抜粋:
++++++++

富士通は13日、同社ノートPCの生産拠点である島根富士通にて、メディア向けの工場見学会を開催した。見学会は、富士通執行役員の齋藤邦彰氏と島根富士通代表取締役社長の宇佐美隆一氏による富士通のPCビジネスや島根富士通の取り組みの紹介と、実際の製造ライン見学の2ブロックにわかれていたが、まずは実際の製造現場の模様から、写真でご紹介していこう。

【レポート】「富士通生産方式」で高品質なPCを - 島根富士通でWindows 8搭載ノートPC製造工場を公開:取り組み紹介編」もあわせてお読みください。

1日100種類のプリント基板を制作 - 1Fのプリント基板製造ライン

まず、島根富士通の概要を紹介しておこう。1989年に設立された島根富士通では、現在富士通のノートPC「LIFEBOOK」シリーズの製造を、基板製造から完成品の梱包まで一手に引き受けている。年間の生産台数は200万台(2011年度実績)だ。

同社工場の1Fでは、ノートPC用プリント基板の製作や組み立てを行っている。基板実装用の製造ラインが12ライン敷かれ、基板の部品倉庫や完成品用の倉庫も備える。ここで製造される基板は1日に約100種類。1日に製造されるノートPCの種類自体は20種類程度だが、同じ種類のノートPCでも海外向けは基板の種類が異なるため、100種類程度に上るという。

製造するプリント基板の例

完成したプリント基板。1枚の板から2枚のプリント基板が製造される

ここではシールを貼る、目視で検品を行うなどの単純作業で積極的にロボットを取り入れ、できるだけ人的資源をかけずに製造工程を効率化させる取り組みがなされている。

++++++++

データ収集の記録
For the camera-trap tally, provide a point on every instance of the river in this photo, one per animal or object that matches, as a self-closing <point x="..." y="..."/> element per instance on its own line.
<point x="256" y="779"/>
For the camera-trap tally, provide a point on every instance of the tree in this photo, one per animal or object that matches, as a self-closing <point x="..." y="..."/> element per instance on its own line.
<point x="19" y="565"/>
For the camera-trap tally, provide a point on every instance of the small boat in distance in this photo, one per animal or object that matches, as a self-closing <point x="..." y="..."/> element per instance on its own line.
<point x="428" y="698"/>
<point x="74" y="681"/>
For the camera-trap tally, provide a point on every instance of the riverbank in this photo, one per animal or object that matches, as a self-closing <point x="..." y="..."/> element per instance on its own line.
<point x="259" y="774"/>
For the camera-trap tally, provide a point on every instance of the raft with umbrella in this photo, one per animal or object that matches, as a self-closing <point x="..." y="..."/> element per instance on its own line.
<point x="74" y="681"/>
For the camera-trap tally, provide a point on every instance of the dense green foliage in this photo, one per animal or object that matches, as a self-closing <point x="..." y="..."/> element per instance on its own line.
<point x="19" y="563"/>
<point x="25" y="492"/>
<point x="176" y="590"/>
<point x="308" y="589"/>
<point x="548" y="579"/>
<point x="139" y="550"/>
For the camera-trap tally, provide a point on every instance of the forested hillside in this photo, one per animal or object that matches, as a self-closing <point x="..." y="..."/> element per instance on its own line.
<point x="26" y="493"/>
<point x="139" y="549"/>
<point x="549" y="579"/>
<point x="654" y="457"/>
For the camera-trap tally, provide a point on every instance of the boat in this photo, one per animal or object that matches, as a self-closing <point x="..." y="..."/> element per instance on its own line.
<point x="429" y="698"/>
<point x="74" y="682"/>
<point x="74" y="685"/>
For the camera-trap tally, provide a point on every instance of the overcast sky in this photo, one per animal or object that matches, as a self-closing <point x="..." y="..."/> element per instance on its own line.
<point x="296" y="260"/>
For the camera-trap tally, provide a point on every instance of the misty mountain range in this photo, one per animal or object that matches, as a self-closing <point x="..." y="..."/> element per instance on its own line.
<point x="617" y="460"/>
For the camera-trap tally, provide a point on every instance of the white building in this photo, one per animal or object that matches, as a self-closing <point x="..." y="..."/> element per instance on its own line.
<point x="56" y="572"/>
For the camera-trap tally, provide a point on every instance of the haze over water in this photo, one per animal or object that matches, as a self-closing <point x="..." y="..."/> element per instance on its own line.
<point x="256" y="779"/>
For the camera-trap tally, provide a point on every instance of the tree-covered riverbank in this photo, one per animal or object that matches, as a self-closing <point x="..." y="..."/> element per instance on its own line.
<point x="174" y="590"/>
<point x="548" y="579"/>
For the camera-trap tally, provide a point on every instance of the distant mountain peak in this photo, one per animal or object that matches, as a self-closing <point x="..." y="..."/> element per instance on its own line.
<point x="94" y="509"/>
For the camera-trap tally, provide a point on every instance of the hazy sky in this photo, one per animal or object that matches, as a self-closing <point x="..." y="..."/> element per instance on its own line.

++++++++

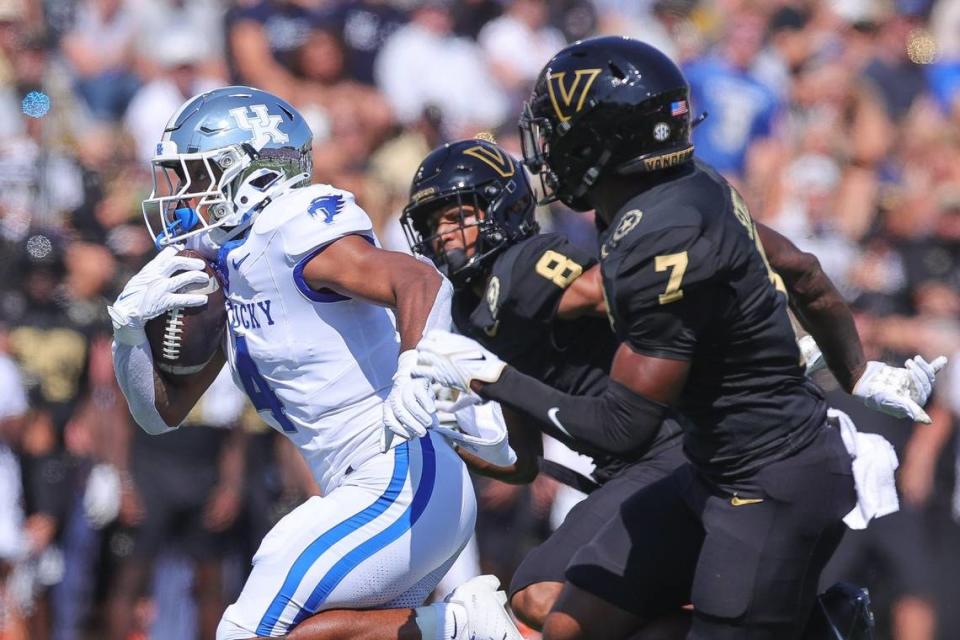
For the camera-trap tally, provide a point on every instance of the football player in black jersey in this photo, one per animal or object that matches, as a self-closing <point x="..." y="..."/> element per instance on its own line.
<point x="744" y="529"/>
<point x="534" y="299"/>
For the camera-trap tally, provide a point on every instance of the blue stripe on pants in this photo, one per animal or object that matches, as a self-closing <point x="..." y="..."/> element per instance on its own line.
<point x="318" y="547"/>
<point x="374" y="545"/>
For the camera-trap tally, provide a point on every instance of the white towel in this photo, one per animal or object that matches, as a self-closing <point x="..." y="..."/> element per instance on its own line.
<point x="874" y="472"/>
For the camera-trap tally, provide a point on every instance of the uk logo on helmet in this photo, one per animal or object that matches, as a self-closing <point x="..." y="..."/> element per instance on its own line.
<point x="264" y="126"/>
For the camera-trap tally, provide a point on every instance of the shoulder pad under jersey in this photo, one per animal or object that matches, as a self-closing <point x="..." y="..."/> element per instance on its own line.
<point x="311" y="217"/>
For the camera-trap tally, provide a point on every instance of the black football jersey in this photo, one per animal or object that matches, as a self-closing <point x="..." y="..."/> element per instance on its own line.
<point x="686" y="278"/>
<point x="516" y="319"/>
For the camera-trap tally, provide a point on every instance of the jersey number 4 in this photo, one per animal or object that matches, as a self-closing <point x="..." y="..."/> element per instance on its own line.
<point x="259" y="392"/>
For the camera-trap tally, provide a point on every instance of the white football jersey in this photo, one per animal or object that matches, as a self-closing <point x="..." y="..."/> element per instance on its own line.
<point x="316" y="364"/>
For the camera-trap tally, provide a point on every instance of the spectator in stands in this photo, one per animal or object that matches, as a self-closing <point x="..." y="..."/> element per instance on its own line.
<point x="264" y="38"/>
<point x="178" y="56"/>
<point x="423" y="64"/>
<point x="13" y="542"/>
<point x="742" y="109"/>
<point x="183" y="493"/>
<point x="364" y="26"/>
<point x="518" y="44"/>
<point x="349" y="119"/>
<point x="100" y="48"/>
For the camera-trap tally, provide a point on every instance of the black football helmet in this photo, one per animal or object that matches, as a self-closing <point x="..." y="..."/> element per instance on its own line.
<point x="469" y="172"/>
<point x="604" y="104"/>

++++++++

島根富士通の工場見学の記事から、「富士通は13日、同社ノートP」で始まり「万台(2011年度実績)だ。」までの部分を、一字も変えずに書き写してください。

富士通は13日、同社ノートPCの生産拠点である島根富士通にて、メディア向けの工場見学会を開催した。見学会は、富士通執行役員の齋藤邦彰氏と島根富士通代表取締役社長の宇佐美隆一氏による富士通のPCビジネスや島根富士通の取り組みの紹介と、実際の製造ライン見学の2ブロックにわかれていたが、まずは実際の製造現場の模様から、写真でご紹介していこう。

【レポート】「富士通生産方式」で高品質なPCを - 島根富士通でWindows 8搭載ノートPC製造工場を公開:取り組み紹介編」もあわせてお読みください。

1日100種類のプリント基板を制作 - 1Fのプリント基板製造ライン

まず、島根富士通の概要を紹介しておこう。1989年に設立された島根富士通では、現在富士通のノートPC「LIFEBOOK」シリーズの製造を、基板製造から完成品の梱包まで一手に引き受けている。年間の生産台数は200万台(2011年度実績)だ。